Electrochemical CO2 Conversion
Reducing greenhouse gas emissions is widely acknowledged as a major international research priority. To avoid the effects of climate change, the scientific community has set a target of a <2°C increase in the average global temperature relative to the pre-industrial times. Achieving this target will require reducing total carbon dioxide (CO2) emissions by 80% by 2050, and up to 1,000 Gt of CO2 needs to be cumulatively captured and stored by 2100.
Renewable energies, such as wind and solar, are widely distributed and, taken together, could exceed today’s global electricity demand > 10,000-fold. However, the intrinsic intermittency of solar or wind resources limits their further deployment as replacements of fossil fuels.
Electrochemical CO2 conversion (ECC) to fuels and chemicals addresses the CO2 emission and renewable energy storage problems simultaneously. Existing infrastructure can be leveraged to take advantage of these chemicals and fuels, and recycling CO2 results in a low- or zero-carbon fuel cycle.
Developing Electrocatalysts
Electrocatalysts play a critical role in an electrochemical process because they lower the activation energy needed to increase the rate and efficiency, and they govern the selectivity of the chemical transformation involved. We are focusing on developing multicomponent nanostructured catalysts for producing multiple carbon products, such as ethylene and ethanol from CO2. Nanostructured catalysts often show enhanced activity compared to the bulk materials owing to their unique morphological, electronic, and chemical surface properties. We control the morphology and crystallinity of the catalysts to expose the desirable active sites, such as surface defects and grain boundaries. We also explore and tune multicomponent catalysts, including metal alloys and metal/oxide hybrids to optimize their electronic properties.

Record list ::
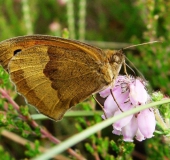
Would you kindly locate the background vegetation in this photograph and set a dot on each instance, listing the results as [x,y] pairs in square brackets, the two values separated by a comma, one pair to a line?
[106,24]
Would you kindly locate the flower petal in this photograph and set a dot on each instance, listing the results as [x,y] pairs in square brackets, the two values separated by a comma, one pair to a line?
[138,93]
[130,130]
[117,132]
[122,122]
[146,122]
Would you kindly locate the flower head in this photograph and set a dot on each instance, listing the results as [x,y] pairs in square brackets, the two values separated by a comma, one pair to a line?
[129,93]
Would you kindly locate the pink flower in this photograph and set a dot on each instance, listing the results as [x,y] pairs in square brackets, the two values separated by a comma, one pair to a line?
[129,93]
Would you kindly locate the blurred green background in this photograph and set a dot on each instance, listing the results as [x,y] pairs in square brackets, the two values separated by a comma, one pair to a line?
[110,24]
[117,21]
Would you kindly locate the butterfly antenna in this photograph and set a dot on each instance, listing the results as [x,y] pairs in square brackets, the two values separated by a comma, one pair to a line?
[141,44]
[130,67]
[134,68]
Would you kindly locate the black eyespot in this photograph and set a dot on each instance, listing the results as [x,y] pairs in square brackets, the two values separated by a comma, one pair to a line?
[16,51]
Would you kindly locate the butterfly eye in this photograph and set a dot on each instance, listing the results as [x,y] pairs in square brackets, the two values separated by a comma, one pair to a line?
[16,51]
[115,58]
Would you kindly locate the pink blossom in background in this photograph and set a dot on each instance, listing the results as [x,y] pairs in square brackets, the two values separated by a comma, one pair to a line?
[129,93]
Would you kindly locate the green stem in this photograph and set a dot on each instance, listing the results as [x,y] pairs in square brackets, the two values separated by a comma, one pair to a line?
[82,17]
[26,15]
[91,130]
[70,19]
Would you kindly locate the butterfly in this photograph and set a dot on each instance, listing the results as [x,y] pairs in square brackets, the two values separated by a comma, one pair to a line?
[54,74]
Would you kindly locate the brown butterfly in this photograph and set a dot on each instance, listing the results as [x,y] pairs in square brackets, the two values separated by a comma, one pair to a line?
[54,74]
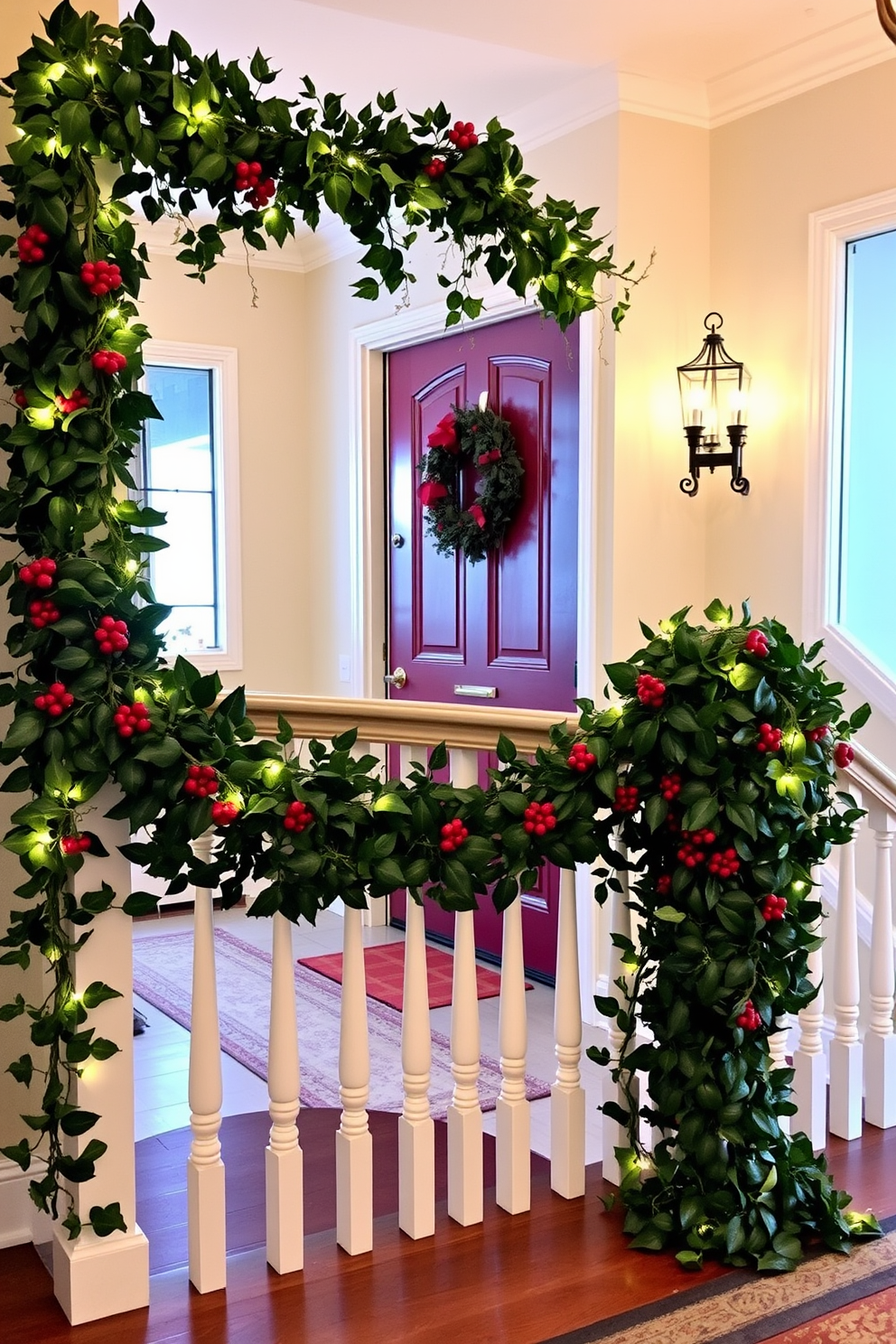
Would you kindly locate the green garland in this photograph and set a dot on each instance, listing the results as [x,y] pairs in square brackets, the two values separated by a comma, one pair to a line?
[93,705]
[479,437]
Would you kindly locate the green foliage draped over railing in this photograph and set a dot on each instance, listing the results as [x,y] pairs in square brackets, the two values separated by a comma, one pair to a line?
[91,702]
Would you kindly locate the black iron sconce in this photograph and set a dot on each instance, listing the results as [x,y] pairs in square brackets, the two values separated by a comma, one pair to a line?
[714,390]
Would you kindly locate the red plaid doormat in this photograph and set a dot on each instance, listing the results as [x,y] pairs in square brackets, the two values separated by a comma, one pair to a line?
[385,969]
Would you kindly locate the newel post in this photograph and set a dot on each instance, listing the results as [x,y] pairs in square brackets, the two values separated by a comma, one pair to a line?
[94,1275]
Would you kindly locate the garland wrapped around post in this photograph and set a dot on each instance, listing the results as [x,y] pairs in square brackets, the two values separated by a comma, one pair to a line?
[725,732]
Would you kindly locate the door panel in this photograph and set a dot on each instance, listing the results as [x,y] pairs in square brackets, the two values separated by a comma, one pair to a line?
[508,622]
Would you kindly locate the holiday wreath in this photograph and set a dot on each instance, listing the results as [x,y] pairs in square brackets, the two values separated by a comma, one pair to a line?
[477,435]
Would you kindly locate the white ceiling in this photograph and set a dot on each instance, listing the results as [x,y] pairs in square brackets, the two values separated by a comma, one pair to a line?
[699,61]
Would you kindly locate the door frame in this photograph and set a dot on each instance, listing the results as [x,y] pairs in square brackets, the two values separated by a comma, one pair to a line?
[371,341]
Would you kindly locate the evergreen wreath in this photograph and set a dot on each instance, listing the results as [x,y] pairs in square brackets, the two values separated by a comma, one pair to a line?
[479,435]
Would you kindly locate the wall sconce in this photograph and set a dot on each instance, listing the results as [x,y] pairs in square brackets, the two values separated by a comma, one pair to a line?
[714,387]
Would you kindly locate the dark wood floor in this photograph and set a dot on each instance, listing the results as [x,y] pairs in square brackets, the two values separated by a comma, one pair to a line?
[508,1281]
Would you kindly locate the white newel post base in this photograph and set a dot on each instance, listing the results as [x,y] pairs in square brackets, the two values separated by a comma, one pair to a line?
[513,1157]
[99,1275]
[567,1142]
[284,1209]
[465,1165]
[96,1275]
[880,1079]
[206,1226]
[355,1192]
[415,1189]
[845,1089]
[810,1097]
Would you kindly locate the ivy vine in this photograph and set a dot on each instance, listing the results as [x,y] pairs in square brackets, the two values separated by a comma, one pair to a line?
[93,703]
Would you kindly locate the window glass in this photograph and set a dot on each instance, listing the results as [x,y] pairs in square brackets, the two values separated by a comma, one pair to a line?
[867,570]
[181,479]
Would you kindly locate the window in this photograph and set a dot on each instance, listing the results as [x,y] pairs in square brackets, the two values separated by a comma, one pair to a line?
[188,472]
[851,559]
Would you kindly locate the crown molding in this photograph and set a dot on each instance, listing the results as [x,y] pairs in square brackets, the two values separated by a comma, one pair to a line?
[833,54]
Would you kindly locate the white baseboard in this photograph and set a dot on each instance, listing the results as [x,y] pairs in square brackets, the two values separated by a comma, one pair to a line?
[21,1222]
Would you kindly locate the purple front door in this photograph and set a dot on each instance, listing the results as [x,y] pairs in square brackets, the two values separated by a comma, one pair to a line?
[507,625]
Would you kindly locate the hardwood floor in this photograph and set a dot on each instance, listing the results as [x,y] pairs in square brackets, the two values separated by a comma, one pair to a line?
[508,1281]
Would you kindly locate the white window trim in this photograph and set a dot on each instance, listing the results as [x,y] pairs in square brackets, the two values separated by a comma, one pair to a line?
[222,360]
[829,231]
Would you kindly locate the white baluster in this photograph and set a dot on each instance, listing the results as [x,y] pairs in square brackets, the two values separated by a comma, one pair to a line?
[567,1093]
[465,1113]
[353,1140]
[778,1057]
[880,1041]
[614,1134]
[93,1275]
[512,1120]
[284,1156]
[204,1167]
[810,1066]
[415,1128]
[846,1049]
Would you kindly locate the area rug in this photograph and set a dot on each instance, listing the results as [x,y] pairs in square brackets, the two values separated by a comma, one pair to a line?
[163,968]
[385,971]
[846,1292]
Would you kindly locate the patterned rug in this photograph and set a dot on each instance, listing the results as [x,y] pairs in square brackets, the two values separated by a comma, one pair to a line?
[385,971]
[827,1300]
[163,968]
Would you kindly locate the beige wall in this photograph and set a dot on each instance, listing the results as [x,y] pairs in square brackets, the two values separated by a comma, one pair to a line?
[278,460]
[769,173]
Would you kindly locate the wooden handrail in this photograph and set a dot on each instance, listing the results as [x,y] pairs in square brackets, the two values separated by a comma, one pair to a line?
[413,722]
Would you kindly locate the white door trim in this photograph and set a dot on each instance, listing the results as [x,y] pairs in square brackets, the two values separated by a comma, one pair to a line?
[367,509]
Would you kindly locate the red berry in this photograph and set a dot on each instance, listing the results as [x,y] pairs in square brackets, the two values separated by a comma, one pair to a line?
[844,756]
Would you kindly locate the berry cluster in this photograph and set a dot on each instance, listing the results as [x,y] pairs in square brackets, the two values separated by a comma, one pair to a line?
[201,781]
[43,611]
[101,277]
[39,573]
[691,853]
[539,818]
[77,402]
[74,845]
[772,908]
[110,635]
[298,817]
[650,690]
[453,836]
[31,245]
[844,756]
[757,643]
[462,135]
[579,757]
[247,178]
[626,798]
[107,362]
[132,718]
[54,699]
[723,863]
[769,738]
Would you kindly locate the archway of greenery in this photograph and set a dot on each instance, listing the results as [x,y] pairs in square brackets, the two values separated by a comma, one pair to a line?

Instruction ::
Retype the passage of the electrochemical CO2 conversion text between "Renewable energies, such" and "of fossil fuels.", inclusive. Please draw only on the electrochemical CO2 conversion text, not on the entries.

Finished exercise ::
Renewable energies, such as wind and solar, are widely distributed and, taken together, could exceed today’s global electricity demand > 10,000-fold. However, the intrinsic intermittency of solar or wind resources limits their further deployment as replacements of fossil fuels.